*Work to be completed*. Rewrite everything from the row that contains "Question. Point out every instance of the blue" down to the last of the rows below, requests included. Increase every x and y coordinate in the answer points by 107, and leave the requests and their sample coordinates unchanged.

** Start of Exercise material **

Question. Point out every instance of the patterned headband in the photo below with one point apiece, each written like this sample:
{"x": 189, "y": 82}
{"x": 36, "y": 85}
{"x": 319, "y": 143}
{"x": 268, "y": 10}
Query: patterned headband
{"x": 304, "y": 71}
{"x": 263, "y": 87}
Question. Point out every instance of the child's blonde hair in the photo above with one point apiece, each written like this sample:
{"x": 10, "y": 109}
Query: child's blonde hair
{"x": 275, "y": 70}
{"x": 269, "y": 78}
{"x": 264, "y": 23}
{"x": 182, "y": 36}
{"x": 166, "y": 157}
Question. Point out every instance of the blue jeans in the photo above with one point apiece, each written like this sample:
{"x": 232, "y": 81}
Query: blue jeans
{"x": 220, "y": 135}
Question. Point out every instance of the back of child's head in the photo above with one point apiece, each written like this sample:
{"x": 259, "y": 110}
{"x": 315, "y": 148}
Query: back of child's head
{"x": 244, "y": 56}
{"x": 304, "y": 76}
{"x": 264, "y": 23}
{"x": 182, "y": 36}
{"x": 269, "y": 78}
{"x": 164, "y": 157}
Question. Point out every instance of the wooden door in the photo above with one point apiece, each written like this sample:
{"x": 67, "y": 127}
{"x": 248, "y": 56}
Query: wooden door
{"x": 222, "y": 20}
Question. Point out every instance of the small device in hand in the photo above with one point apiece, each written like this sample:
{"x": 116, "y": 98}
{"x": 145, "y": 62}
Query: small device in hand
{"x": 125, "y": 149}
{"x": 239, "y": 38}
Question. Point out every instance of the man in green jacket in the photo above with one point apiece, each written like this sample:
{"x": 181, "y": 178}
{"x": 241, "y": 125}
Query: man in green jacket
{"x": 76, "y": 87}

** End of Exercise material **

*Result of the task*.
Question. Point out every instance of the blue jeans in the photo above with one point apiece, each written like this sample:
{"x": 232, "y": 81}
Query: blue jeans
{"x": 327, "y": 242}
Question. Point out every instance of the back of child's head in the photo above with one point apiece, each written like this sample:
{"x": 259, "y": 110}
{"x": 315, "y": 148}
Query: back of child's head
{"x": 351, "y": 163}
{"x": 411, "y": 183}
{"x": 371, "y": 130}
{"x": 289, "y": 143}
{"x": 376, "y": 185}
{"x": 271, "y": 264}
Question. Point out every instance of the wooden door in the photo above with one point apiece, each written like this sample:
{"x": 67, "y": 127}
{"x": 248, "y": 56}
Query: wooden door
{"x": 329, "y": 127}
Question. Point out every instance of the small device in hand in the photo above with one point apiece, each written like this sample:
{"x": 116, "y": 98}
{"x": 145, "y": 62}
Query: small device in hand
{"x": 232, "y": 256}
{"x": 346, "y": 145}
Question. Point out every instance of the man in green jacket in the photo above with one point apiece, each written like this sample:
{"x": 181, "y": 178}
{"x": 241, "y": 125}
Query: man in green jacket
{"x": 183, "y": 194}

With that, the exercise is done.